WORK REQUIRED » Can you pull out each line of the data below that includes the word "shallow"?

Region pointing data
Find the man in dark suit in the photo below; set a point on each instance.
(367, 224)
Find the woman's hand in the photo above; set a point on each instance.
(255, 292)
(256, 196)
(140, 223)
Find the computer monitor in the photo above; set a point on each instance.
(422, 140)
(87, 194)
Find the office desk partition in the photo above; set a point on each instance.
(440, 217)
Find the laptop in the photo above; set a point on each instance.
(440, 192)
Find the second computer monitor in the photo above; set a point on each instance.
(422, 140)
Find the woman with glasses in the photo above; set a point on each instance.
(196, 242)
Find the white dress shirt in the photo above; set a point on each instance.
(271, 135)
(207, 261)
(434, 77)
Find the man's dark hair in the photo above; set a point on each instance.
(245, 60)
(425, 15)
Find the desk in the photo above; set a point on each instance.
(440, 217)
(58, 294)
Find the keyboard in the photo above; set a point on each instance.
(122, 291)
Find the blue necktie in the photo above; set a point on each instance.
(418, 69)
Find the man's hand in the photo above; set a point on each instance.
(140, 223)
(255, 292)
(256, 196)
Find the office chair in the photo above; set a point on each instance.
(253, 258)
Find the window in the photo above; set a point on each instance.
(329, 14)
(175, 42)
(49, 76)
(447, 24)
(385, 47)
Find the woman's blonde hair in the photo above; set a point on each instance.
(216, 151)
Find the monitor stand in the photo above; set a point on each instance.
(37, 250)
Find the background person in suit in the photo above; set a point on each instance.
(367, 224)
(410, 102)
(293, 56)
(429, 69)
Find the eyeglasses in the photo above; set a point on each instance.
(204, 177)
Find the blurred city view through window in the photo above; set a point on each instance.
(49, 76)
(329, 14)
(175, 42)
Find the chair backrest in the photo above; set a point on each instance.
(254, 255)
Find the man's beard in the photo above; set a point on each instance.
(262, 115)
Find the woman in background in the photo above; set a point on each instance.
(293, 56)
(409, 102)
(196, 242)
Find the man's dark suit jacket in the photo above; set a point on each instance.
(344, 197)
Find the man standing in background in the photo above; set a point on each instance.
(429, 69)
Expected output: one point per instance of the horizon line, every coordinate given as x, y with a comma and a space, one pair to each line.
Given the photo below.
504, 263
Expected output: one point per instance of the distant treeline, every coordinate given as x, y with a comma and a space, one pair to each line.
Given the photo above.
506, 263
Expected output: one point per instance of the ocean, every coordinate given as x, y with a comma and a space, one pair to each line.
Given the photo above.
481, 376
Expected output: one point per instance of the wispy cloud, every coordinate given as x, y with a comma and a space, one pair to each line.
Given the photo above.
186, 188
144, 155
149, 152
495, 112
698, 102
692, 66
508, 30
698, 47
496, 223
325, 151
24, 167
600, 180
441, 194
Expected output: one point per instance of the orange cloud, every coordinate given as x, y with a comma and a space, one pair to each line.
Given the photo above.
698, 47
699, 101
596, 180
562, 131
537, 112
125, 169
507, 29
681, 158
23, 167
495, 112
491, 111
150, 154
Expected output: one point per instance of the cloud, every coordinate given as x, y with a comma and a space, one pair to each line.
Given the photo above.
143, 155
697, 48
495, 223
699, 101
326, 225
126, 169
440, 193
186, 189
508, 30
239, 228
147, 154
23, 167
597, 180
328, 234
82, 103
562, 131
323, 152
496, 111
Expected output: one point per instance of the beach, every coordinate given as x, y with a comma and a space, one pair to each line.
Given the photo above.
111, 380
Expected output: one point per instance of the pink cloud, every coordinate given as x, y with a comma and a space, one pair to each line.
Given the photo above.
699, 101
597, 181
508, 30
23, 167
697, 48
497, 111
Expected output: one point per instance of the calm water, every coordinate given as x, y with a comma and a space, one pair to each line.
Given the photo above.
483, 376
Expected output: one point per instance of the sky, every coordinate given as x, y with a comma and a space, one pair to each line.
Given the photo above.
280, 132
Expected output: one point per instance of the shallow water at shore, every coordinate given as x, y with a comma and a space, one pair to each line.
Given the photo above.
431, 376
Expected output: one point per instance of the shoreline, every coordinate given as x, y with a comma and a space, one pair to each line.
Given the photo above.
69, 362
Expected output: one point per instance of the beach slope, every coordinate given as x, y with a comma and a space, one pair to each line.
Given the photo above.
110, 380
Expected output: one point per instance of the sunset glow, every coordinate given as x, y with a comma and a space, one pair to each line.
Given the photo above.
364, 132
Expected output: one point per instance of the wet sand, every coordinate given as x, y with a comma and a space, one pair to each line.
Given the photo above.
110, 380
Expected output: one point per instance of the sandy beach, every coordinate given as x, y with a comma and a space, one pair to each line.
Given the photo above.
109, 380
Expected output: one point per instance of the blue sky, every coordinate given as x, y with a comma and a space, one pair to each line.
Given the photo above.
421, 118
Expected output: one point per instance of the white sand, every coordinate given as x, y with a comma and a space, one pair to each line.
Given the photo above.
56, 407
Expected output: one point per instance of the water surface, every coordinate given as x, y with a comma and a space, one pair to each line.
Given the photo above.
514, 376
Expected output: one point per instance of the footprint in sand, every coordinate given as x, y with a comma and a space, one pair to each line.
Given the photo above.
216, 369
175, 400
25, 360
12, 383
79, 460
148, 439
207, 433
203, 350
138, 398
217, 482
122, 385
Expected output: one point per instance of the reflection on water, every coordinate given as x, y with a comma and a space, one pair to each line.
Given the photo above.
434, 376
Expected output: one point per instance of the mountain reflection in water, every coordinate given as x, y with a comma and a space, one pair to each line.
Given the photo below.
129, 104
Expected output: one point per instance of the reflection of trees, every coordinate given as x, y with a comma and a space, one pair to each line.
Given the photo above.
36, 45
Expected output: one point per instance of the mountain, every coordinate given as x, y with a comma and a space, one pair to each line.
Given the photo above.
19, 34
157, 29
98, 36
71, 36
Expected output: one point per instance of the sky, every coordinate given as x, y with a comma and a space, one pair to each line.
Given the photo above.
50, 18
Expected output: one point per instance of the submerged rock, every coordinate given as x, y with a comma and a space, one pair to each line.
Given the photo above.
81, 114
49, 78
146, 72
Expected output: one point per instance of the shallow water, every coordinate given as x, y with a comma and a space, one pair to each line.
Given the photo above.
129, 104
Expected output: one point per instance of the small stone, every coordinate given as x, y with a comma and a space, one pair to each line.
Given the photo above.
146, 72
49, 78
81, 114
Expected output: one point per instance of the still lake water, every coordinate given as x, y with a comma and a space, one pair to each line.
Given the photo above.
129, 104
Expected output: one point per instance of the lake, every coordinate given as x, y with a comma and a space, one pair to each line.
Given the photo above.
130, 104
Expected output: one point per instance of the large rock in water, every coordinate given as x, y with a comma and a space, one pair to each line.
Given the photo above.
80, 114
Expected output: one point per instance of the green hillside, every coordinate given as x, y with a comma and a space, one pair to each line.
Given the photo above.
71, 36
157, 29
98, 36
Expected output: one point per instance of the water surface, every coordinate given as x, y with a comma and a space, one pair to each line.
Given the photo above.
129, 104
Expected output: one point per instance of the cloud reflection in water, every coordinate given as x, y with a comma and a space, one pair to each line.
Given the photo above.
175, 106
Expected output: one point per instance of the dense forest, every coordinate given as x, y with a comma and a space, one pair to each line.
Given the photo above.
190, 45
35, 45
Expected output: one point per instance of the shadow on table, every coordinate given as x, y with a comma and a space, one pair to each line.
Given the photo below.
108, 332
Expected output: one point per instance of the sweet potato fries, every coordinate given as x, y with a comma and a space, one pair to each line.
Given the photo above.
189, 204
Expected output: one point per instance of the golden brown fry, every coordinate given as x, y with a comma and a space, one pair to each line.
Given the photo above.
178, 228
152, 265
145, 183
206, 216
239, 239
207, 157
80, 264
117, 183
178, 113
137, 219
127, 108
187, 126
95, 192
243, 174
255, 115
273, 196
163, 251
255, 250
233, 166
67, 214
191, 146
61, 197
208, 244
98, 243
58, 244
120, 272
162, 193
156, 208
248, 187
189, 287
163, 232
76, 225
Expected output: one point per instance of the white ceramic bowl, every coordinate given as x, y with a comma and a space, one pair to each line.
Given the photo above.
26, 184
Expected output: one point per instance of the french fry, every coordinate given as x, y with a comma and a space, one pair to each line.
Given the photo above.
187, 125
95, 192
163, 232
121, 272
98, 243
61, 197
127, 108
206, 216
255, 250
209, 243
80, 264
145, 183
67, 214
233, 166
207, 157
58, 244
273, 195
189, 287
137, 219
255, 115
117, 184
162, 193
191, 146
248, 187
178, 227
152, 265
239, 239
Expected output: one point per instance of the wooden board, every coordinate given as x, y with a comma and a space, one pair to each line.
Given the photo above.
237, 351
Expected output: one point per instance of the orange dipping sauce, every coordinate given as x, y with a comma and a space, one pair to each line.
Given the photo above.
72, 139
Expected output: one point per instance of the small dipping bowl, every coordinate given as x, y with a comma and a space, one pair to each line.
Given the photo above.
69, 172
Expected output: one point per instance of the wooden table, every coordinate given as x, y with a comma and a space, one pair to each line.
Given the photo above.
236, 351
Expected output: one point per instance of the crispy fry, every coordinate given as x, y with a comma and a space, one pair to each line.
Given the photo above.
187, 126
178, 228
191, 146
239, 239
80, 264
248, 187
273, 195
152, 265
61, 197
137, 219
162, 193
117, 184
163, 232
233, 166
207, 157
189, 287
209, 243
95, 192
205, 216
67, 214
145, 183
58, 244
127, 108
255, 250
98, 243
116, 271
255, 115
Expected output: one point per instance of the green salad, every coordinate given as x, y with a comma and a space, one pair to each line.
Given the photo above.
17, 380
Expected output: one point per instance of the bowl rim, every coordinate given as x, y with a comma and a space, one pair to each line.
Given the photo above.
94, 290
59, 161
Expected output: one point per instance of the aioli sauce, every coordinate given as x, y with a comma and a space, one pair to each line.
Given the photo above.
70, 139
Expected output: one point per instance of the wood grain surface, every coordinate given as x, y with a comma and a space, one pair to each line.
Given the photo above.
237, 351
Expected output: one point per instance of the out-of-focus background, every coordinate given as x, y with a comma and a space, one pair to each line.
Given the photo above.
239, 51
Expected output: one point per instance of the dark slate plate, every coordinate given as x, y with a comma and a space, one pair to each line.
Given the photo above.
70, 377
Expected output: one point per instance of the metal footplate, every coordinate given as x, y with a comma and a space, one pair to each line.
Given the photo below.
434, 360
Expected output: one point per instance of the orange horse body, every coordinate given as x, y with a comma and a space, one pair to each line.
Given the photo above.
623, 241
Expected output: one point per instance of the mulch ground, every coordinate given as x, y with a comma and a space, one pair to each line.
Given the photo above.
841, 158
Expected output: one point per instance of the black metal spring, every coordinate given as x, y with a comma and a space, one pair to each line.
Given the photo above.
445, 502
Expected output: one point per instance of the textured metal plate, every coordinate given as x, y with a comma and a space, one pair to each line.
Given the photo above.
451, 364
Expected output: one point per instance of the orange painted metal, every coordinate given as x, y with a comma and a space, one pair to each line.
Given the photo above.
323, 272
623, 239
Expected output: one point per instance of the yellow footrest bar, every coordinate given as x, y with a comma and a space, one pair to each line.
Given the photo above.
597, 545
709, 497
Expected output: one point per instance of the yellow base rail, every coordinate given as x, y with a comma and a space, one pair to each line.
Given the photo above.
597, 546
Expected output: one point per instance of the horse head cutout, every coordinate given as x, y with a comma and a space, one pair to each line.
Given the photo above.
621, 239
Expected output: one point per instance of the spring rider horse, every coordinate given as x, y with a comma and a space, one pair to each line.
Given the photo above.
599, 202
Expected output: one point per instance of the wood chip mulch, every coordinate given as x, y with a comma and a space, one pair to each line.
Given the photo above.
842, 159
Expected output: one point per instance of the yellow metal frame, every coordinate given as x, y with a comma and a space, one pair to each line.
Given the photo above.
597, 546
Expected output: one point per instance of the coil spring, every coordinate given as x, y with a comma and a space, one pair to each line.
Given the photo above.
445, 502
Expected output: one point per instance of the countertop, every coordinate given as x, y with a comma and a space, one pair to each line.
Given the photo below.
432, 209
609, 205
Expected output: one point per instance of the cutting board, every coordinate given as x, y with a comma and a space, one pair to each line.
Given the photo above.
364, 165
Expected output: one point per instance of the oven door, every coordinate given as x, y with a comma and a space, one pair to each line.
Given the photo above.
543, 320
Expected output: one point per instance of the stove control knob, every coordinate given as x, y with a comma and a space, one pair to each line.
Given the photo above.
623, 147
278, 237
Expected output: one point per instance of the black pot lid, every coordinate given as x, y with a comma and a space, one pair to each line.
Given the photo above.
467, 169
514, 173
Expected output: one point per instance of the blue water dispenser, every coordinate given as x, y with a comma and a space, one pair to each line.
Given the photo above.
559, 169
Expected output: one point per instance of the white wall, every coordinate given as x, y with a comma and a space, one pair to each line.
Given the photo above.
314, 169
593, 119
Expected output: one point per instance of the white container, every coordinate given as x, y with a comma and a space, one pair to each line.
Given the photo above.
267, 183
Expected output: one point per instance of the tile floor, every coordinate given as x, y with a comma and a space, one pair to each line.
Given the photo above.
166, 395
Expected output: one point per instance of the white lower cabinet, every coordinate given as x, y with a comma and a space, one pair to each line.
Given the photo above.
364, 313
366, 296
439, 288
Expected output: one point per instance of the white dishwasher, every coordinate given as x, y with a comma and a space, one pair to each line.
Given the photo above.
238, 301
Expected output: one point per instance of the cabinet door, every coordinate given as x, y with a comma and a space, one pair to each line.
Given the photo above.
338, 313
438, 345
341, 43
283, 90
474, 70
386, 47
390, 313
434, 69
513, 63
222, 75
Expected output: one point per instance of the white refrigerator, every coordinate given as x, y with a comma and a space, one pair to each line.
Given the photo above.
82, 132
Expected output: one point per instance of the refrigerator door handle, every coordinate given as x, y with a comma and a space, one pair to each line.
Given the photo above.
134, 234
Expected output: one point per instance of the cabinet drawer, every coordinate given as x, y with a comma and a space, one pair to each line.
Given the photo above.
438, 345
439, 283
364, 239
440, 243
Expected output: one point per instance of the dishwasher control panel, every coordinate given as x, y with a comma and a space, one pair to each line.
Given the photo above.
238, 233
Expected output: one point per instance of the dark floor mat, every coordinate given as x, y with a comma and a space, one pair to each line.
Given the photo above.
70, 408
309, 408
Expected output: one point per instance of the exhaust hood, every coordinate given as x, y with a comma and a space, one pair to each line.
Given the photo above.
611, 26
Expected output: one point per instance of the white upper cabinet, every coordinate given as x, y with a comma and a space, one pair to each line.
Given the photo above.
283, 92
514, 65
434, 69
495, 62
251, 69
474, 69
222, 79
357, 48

RESPONSE FOR THIS EXERCISE »
Expected output: one point per instance of the shallow water at shore, every coordinate given as x, y with a comma and a space, one pair to each line.
Expected output: one point per instance of the shallow water, every coordinate given as x, y with a comma and a space, one pair to each line.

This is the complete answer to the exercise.